TASK DESCRIPTION: Verbatim, and with nothing else, reproduce the data below from its first line through the line containing "each instance gets its own outline".

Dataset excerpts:
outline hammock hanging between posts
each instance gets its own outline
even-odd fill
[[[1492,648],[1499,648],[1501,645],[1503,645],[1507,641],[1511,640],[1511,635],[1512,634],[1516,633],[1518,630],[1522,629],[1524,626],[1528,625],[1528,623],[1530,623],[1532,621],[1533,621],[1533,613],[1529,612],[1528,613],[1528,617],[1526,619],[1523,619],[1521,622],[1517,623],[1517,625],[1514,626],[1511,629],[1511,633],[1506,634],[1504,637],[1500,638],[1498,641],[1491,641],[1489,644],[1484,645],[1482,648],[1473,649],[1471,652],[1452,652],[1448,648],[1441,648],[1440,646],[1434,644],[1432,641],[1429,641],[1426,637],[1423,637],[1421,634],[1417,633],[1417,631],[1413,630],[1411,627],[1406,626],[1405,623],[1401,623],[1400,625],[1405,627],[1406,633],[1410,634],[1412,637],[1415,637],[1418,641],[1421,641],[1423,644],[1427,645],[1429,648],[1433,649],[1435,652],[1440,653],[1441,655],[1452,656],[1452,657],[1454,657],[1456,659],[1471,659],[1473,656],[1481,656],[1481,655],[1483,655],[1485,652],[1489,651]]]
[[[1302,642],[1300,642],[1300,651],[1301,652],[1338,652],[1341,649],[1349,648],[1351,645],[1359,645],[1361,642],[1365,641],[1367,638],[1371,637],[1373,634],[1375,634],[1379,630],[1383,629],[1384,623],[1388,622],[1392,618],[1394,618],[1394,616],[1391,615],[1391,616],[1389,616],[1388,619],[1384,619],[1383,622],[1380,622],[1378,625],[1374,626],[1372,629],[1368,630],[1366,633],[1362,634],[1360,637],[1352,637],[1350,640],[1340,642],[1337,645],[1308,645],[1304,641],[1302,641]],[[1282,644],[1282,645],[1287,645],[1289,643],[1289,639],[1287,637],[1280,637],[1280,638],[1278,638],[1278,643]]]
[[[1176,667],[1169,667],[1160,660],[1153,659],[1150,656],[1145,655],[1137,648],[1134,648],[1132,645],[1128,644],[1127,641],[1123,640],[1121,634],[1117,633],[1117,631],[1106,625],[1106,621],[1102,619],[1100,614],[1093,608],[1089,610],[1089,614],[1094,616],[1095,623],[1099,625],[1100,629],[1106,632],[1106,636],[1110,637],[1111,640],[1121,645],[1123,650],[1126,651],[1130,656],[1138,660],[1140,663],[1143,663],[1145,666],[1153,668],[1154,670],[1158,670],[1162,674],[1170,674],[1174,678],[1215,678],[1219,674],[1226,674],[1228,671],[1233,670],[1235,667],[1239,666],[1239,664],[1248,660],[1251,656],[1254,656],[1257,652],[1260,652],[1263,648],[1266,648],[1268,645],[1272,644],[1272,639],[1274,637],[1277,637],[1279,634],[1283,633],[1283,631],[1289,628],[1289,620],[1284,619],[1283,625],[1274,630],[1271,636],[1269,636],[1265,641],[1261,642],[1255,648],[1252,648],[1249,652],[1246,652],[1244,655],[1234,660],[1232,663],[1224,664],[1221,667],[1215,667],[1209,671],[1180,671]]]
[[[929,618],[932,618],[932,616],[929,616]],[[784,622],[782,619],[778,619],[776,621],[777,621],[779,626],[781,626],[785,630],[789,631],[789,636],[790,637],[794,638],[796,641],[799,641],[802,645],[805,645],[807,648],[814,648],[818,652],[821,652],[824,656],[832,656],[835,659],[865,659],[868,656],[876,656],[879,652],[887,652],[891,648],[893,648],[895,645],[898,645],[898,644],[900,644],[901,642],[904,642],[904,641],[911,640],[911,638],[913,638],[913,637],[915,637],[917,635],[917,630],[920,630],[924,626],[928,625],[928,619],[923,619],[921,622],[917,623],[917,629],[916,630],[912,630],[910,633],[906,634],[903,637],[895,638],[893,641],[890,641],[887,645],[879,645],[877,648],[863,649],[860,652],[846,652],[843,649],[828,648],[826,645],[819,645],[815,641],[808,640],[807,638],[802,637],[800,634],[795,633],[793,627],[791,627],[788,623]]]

ANSWER BELOW:
outline hammock hanging between posts
each instance gets its own outline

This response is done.